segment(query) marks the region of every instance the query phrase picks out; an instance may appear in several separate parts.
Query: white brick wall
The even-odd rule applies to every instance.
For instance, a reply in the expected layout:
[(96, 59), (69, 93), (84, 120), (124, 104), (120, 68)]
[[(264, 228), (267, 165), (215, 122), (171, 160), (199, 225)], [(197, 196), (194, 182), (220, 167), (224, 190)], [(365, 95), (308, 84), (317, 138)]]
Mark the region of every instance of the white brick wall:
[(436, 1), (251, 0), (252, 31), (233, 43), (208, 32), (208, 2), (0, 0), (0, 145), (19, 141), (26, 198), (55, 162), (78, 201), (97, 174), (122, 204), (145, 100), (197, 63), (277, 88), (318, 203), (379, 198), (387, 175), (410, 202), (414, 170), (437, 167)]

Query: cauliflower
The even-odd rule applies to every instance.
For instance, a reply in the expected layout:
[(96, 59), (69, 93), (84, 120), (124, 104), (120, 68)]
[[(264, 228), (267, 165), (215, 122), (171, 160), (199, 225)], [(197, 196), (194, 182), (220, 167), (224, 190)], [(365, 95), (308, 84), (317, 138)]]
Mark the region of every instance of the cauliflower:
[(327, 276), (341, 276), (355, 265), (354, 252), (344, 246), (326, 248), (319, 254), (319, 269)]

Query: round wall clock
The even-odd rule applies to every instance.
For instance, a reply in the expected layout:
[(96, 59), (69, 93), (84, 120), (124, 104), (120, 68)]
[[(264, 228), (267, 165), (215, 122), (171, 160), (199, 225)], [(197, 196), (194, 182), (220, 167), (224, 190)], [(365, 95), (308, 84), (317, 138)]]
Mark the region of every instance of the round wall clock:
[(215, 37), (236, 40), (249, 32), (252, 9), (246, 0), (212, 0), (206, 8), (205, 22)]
------
Copy out, unchanged, every line from the very beginning of the listing through the line containing "254), (319, 269)]", with that line included.

### The solution
segment(query) marks the region of every instance the query phrase picks out; an instance may appear in several separate parts.
Query: white brick wall
The even-odd rule applies to every instance.
For instance, a reply in the expected layout:
[(96, 59), (69, 93), (84, 120), (124, 104), (120, 68)]
[[(264, 228), (267, 165), (215, 122), (171, 160), (199, 225)], [(197, 196), (194, 182), (220, 167), (224, 190)], [(365, 95), (308, 84), (317, 138)]]
Mark the region of every instance of the white brick wall:
[(436, 1), (251, 0), (252, 31), (233, 43), (208, 32), (208, 2), (0, 0), (0, 145), (19, 141), (26, 198), (55, 162), (78, 201), (97, 174), (122, 204), (145, 100), (197, 63), (277, 88), (318, 203), (379, 198), (387, 175), (410, 202), (414, 170), (437, 167)]

Query: cauliflower
The even-odd rule applies to every instance.
For instance, a reply in the expected layout:
[(96, 59), (69, 93), (84, 120), (124, 104), (120, 68)]
[[(264, 228), (267, 165), (215, 122), (171, 160), (199, 225)], [(197, 196), (194, 182), (220, 167), (224, 190)], [(365, 95), (308, 84), (317, 138)]]
Mark the region of every instance of the cauliflower:
[(327, 276), (341, 276), (355, 265), (354, 252), (344, 246), (326, 248), (319, 254), (319, 269)]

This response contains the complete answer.